> Problem description: Filter the records for "yellow" and keep each line that has it.

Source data
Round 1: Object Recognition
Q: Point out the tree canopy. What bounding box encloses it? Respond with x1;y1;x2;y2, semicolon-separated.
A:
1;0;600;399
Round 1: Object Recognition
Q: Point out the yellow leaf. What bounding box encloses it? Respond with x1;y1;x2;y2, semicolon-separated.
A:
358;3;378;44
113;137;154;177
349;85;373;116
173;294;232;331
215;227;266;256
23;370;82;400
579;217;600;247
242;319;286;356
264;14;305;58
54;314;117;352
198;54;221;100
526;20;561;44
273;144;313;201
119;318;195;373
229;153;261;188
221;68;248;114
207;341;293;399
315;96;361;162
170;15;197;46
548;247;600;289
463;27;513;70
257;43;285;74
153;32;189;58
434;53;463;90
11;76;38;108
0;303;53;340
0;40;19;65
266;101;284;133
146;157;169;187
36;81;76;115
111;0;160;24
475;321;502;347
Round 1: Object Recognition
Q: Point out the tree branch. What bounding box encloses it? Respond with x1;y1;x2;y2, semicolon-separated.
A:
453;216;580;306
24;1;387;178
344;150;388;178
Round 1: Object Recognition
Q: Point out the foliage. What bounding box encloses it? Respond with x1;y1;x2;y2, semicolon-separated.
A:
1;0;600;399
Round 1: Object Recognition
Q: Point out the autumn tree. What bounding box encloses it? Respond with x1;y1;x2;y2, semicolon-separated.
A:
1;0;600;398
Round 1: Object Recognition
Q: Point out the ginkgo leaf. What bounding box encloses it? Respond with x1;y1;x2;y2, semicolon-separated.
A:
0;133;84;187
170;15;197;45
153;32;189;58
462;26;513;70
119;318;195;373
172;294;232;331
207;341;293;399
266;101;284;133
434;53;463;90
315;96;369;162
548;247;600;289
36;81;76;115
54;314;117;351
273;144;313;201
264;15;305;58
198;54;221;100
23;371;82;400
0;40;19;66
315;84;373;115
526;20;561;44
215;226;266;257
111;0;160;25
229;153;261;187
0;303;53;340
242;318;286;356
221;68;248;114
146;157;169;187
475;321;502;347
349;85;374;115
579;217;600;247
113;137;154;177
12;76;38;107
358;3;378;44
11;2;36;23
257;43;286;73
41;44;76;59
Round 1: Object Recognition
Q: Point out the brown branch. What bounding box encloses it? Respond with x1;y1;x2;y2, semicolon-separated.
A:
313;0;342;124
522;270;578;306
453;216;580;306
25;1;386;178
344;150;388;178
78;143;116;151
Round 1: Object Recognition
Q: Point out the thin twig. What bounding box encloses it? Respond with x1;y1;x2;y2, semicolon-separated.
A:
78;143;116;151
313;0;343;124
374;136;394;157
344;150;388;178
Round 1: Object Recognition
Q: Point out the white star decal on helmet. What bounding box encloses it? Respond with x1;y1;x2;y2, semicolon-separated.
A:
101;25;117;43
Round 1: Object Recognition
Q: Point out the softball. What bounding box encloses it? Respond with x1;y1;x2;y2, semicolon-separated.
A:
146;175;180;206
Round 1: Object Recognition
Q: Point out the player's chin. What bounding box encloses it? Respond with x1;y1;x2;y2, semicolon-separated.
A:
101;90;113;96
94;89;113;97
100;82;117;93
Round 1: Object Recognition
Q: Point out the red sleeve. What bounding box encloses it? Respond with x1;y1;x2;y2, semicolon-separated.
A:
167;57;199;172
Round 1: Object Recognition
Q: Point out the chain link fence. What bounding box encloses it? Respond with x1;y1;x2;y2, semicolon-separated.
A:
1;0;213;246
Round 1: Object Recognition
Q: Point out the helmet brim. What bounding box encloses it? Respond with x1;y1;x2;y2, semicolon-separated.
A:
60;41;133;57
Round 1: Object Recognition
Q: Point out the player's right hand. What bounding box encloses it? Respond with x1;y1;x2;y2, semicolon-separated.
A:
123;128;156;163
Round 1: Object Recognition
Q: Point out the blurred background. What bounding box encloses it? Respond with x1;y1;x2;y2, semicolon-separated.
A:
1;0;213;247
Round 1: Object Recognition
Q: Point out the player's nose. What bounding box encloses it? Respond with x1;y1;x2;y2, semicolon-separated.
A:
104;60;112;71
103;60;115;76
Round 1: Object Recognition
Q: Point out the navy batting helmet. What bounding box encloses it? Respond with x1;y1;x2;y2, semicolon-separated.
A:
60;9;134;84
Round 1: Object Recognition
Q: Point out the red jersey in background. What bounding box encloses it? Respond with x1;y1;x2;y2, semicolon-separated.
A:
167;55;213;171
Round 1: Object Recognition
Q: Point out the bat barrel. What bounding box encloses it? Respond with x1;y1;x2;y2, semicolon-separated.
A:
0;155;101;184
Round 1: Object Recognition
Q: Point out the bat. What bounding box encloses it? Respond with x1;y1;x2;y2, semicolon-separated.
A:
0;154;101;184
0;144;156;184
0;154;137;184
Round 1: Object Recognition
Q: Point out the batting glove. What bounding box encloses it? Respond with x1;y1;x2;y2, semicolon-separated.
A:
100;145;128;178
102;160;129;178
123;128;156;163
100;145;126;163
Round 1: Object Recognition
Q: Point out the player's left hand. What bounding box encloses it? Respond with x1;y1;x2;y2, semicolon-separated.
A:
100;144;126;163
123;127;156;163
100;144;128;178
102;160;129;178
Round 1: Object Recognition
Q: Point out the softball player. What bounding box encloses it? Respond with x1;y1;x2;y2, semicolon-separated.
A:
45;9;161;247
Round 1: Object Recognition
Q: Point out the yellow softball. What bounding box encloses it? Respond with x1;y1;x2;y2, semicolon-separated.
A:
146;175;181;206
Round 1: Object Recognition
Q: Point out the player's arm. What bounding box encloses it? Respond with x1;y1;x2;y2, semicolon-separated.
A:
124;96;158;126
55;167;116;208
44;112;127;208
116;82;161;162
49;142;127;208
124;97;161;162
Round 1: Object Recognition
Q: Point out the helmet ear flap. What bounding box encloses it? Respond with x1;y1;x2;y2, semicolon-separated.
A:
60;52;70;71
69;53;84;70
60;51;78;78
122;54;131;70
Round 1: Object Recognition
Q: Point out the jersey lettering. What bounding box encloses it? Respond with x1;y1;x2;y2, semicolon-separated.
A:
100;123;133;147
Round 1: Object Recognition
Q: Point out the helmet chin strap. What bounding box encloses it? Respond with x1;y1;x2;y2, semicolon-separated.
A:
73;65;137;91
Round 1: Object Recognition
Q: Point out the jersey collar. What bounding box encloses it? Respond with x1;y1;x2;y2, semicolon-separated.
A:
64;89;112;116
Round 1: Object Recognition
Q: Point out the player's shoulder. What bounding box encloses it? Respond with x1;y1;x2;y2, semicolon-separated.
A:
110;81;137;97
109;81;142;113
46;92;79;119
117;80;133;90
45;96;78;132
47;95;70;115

> Task output:
Q: Point out the yellow leaf. What bounding box encloses it? Respond with x1;y1;x2;y2, semicolon-separated.
Q: Point out the yellow softball. What bounding box encloses it? Respond with x1;y1;x2;y2, semicolon-separated.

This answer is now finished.